» What the task asks: In the blog post below about a layover in Seoul, at what time did the free tour for transit passengers start?

» Document excerpt:
>> BEGIN

Wednesday, January 29, 2014

Vietnam 2014 – Day 21 – A brief layover in Seoul


From now on my favorite airport is Incheon International, even though it is heckafar from Seoul. But I need to backtrack a little for you to understand why this is so.

I arrived at Incheon at 5:30 am, in a sub-freezing temperature, with the happy prospect of an 11 hour layover before catching my San Francisco flight. That is a long time to just stay in the airport, so the day before I had searched in the internet ways to get from the airport to the city (I had homed in on the one day pass to use the metro and buses). Just before the immigration check, however, I saw a sign offering free tours for in transit passengers. Hmm, promising.

Lo and behold, as I left Customs I inquired in the Service Desk and was directed to the proper counter, where a nice lady booked me for the free 5-hour trip starting at 8 am. The tour itself is free, but I had to pay a measly US$ 13 for the entrance ticket to the Gyeongbok Palace and for lunch. I had about one and a half hours to kill, so I went to McDonald’s to buy a cup of coffee for an outrageous US$ 3 (I suspect that I got the foreigner surcharge, because as close as I could tell the sign said 1,800 won for a large cup, which would have been equivalent to US$ 1.80).

The tour bus took nearly an hour and a half to bring us to Gyeongbok Palace, in downtown Seoul. This was the palace of the emperors of the third dynasty, the Joseon Dynasty, which in my humble opinion were very Chinese in their aspirations and built Gyeongbok as a small replica of the Forbidden City in Beijing. Pretty, yes, but without the thousands of courtiers it has the feeling of an empty series of warehouses.

From there we went a very short distance to visit the Jogyesa Temple, which is the main Buddhist temple in the city. The Koreans are pretty hard core Buddhists, and there were quite a number of folks inside kneeling and praying with true fervor. The temple is dominated by three very large golden images of the sitting Buda. From what I understood from our guide the three represented different facets of Buda, with one being Buda The Healer, and the central one Buda in meditation (I forget what the third image represented).

Our last stop was Insadong Street, for lunch and shopping. Insadong has many branching allies coming into it, in which one can find art galleries, antique shops, craft shops, and restaurants. Lunch was some thinly sliced beef in a hearty broth, steamed rice, and assorted veggies to mix with the rice and beef. Pretty good, but I am afraid I wolfed it down to go out into the street and window shop.

>> END

» Data records:
>> BEGIN

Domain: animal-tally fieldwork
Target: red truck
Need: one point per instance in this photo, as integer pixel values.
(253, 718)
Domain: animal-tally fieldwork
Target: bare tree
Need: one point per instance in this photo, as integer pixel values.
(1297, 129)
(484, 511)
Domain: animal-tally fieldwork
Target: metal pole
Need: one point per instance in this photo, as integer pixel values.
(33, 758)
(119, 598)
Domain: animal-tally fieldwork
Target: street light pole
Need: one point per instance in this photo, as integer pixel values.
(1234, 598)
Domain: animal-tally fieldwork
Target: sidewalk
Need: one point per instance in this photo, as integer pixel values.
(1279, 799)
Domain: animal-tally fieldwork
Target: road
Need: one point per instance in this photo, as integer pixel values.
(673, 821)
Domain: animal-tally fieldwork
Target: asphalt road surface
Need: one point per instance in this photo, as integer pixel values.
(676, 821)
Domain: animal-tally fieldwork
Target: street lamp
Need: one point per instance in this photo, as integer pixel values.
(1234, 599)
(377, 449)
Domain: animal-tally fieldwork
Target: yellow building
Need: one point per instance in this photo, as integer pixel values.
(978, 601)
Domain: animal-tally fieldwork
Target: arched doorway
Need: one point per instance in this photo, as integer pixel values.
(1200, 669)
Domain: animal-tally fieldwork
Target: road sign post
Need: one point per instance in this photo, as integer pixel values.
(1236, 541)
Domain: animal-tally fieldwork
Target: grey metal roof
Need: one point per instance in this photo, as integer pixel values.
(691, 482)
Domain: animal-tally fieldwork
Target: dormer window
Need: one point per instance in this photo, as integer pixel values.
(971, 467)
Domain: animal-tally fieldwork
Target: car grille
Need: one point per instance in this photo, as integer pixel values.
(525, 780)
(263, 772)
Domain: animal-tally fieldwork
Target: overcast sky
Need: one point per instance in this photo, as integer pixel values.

>> END

» Solution to the problem: 8 am